[Data for processing]

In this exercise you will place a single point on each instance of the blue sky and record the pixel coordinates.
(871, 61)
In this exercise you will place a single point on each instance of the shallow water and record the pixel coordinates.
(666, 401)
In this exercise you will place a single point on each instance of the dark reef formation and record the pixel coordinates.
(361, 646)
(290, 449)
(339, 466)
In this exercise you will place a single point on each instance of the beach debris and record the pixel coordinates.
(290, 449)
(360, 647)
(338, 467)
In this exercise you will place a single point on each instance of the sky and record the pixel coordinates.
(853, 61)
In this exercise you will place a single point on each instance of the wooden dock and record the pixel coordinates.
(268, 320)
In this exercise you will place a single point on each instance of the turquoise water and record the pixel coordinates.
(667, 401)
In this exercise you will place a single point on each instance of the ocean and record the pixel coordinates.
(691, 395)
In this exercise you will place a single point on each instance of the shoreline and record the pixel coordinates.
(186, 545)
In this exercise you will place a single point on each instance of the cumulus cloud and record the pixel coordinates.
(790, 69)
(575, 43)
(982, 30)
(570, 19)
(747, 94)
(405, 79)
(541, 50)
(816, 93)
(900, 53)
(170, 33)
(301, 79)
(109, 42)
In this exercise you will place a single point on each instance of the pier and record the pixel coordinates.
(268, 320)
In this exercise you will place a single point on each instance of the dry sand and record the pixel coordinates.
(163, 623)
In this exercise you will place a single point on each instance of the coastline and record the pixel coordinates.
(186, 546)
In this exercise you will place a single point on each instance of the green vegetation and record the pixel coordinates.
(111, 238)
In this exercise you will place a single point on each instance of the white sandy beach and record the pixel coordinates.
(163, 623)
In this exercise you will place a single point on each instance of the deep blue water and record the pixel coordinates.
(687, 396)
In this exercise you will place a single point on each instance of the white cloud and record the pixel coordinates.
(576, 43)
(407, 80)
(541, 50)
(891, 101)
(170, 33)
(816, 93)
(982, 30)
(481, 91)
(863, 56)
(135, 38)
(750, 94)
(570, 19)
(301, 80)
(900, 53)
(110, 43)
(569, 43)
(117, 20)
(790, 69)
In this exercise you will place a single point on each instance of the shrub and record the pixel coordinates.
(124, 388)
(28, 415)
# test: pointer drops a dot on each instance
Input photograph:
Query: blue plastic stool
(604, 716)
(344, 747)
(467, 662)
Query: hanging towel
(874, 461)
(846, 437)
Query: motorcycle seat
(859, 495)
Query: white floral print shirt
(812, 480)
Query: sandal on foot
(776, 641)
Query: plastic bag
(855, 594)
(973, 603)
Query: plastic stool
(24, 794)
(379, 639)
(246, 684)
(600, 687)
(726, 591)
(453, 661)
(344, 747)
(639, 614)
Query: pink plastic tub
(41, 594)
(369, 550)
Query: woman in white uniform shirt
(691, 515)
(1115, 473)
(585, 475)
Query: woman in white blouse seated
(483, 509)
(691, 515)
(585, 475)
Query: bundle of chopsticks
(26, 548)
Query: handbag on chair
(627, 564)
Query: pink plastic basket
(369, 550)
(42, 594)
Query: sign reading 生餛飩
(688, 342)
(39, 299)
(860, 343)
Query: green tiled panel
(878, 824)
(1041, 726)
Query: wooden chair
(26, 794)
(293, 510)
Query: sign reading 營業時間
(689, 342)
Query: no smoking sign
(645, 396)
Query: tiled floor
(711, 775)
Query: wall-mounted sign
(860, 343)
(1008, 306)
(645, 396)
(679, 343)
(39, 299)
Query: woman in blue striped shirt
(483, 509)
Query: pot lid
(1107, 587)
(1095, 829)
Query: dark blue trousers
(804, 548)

[What the exercise asks]
Arrange every line of the listing above as a Markdown table with two columns, Row and Listing line. Number the lines in order and leave out any blank lines.

[Exercise output]
| Row | Listing line |
|---|---|
| 1 | In this exercise you will place a single point on each instance of the blue sky and record the pixel coordinates. |
| 2 | (871, 61) |
| 3 | In this exercise you will place a single point on each instance of the shallow water and record the pixel coordinates. |
| 4 | (666, 401) |
| 5 | In this exercise you will place a single point on each instance of the dark reef formation and record the pixel coordinates. |
| 6 | (361, 646) |
| 7 | (290, 449) |
| 8 | (339, 466) |
| 9 | In this exercise you will place a single point on each instance of the beach debris and record the pixel coordinates. |
| 10 | (290, 449) |
| 11 | (360, 647) |
| 12 | (338, 467) |
| 13 | In this exercise you will place a single point on each instance of the sky and record the pixel coordinates. |
| 14 | (853, 61) |
| 15 | In this exercise you will place a single point on each instance of the wooden dock and record the pixel coordinates. |
| 16 | (268, 320) |
| 17 | In this exercise you will place a single point on each instance of the turquoise water and record the pixel coordinates. |
| 18 | (667, 401) |
| 19 | In this exercise you will place a single point on each instance of the ocean and record the pixel coordinates. |
| 20 | (691, 395) |
| 21 | In this exercise you will place a single point on each instance of the shoreline and record the pixel coordinates. |
| 22 | (186, 545) |
| 23 | In this exercise you will place a single point on each instance of the cumulus cloud and record the pixel coordinates. |
| 24 | (790, 69) |
| 25 | (575, 43) |
| 26 | (982, 30) |
| 27 | (570, 19) |
| 28 | (747, 94) |
| 29 | (405, 79) |
| 30 | (541, 50) |
| 31 | (816, 93) |
| 32 | (900, 53) |
| 33 | (170, 33) |
| 34 | (301, 79) |
| 35 | (109, 42) |
| 36 | In this exercise you will place a single point on each instance of the pier and record the pixel coordinates. |
| 37 | (268, 320) |
| 38 | In this exercise you will place a single point on each instance of the dry sand and record the pixel coordinates. |
| 39 | (163, 623) |
| 40 | In this exercise you will place a single point on each instance of the coastline and record the pixel coordinates. |
| 41 | (186, 546) |
| 42 | In this exercise you will place a single point on each instance of the green vegetation and record the pixel coordinates. |
| 43 | (111, 238) |
| 44 | In this exercise you will place a single point on each instance of the white sandy beach and record the pixel coordinates. |
| 45 | (163, 623) |
| 46 | In this exercise you will place a single point on each instance of the deep blue water and record the pixel coordinates. |
| 47 | (687, 396) |
| 48 | In this exercise you will place a single point on each instance of the white cloud and record the pixel coordinates. |
| 49 | (576, 43) |
| 50 | (407, 80) |
| 51 | (541, 50) |
| 52 | (891, 101) |
| 53 | (170, 33) |
| 54 | (816, 93) |
| 55 | (982, 30) |
| 56 | (481, 91) |
| 57 | (863, 56) |
| 58 | (135, 38) |
| 59 | (750, 94) |
| 60 | (570, 19) |
| 61 | (301, 80) |
| 62 | (900, 53) |
| 63 | (110, 43) |
| 64 | (569, 43) |
| 65 | (117, 20) |
| 66 | (790, 69) |
| 67 | In this exercise you will place a single point on each instance of the shrub and record the pixel coordinates. |
| 68 | (124, 388) |
| 69 | (28, 415) |
| 70 | # test: pointer drops a dot on each instance |
| 71 | Input photograph: |
| 72 | Query: blue plastic stool |
| 73 | (604, 716) |
| 74 | (344, 747) |
| 75 | (467, 662) |
| 76 | Query: hanging towel |
| 77 | (874, 461) |
| 78 | (846, 437) |
| 79 | Query: motorcycle seat |
| 80 | (859, 495) |
| 81 | Query: white floral print shirt |
| 82 | (812, 480) |
| 83 | Query: sandal on foot |
| 84 | (776, 641) |
| 85 | Query: plastic bag |
| 86 | (855, 594) |
| 87 | (973, 603) |
| 88 | Query: plastic stool |
| 89 | (24, 794) |
| 90 | (379, 639) |
| 91 | (246, 684) |
| 92 | (600, 687) |
| 93 | (726, 591) |
| 94 | (453, 661) |
| 95 | (344, 747) |
| 96 | (639, 614) |
| 97 | Query: pink plastic tub |
| 98 | (41, 594) |
| 99 | (369, 550) |
| 100 | Query: woman in white uniform shirt |
| 101 | (691, 515) |
| 102 | (1115, 473) |
| 103 | (585, 475) |
| 104 | Query: woman in white blouse seated |
| 105 | (483, 509) |
| 106 | (691, 515) |
| 107 | (585, 475) |
| 108 | Query: bundle of chopsticks |
| 109 | (26, 548) |
| 110 | Query: handbag on chair |
| 111 | (627, 564) |
| 112 | Query: pink plastic basket |
| 113 | (369, 550) |
| 114 | (42, 594) |
| 115 | Query: sign reading 生餛飩 |
| 116 | (688, 342) |
| 117 | (39, 299) |
| 118 | (860, 343) |
| 119 | Query: green tiled panel |
| 120 | (878, 824) |
| 121 | (1041, 726) |
| 122 | Query: wooden chair |
| 123 | (26, 794) |
| 124 | (293, 510) |
| 125 | Query: sign reading 營業時間 |
| 126 | (689, 342) |
| 127 | Query: no smoking sign |
| 128 | (645, 396) |
| 129 | Query: tiled floor |
| 130 | (711, 775) |
| 131 | Query: wall-mounted sign |
| 132 | (860, 343) |
| 133 | (1008, 306) |
| 134 | (645, 396) |
| 135 | (679, 343) |
| 136 | (39, 299) |
| 137 | Query: woman in blue striped shirt |
| 138 | (483, 509) |
| 139 | Query: pot lid |
| 140 | (1107, 587) |
| 141 | (1095, 829) |
| 142 | Query: dark blue trousers |
| 143 | (804, 548) |